== Work to do ==
Rewrite the entries from their start through the line containing "Outline every instance of the patch", replacing "bare soil" with "exposed earth" and changing nothing else. Omit the pictures from your answer.

== Data listing ==
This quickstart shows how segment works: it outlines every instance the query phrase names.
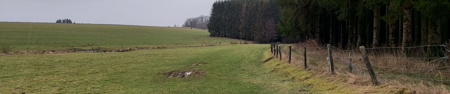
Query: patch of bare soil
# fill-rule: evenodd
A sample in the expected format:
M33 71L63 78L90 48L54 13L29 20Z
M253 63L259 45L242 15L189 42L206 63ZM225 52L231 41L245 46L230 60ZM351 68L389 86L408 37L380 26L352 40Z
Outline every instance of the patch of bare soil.
M179 70L174 70L167 73L158 73L159 75L166 75L166 78L181 78L182 79L187 78L190 75L194 75L194 78L198 78L203 76L205 75L205 70L195 70L195 67L202 65L208 64L206 62L197 62L192 64L195 65L194 68L191 68L188 71L181 71Z
M202 65L202 64L208 64L208 63L207 63L207 62L197 62L197 63L192 63L192 65L195 65L195 66L197 66L197 65Z

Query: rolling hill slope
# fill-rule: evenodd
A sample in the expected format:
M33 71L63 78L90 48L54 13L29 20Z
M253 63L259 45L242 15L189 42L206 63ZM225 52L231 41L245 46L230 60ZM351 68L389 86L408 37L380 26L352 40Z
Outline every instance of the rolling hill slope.
M207 30L182 28L80 24L0 22L0 46L12 51L118 49L230 43L239 40L208 37Z

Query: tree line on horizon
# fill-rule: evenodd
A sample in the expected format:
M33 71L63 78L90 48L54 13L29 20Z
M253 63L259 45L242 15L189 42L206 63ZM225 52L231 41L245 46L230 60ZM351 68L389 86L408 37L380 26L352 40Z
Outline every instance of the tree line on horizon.
M64 19L61 20L61 19L56 20L56 23L68 23L68 24L75 24L75 22L72 22L72 20L69 19Z
M193 28L207 29L208 28L207 25L208 25L208 20L209 16L200 15L198 17L194 17L186 19L184 23L181 25L184 27L189 27L191 29Z
M450 39L447 0L219 0L211 15L212 37L260 43L411 47Z
M274 0L220 0L212 4L210 36L268 43L279 36L279 9Z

== Result ==
This quickstart shows how segment works: it outlines every instance the query phrase names.
Query: patch of exposed earth
# fill-rule: evenodd
A sample in the expected format:
M33 71L63 78L90 48L54 13L29 20Z
M253 63L259 45L242 15L189 42L206 63ZM225 52L231 41L245 46L230 60ZM351 68L389 86L408 37L380 26L352 40Z
Outline every instance of the patch of exposed earth.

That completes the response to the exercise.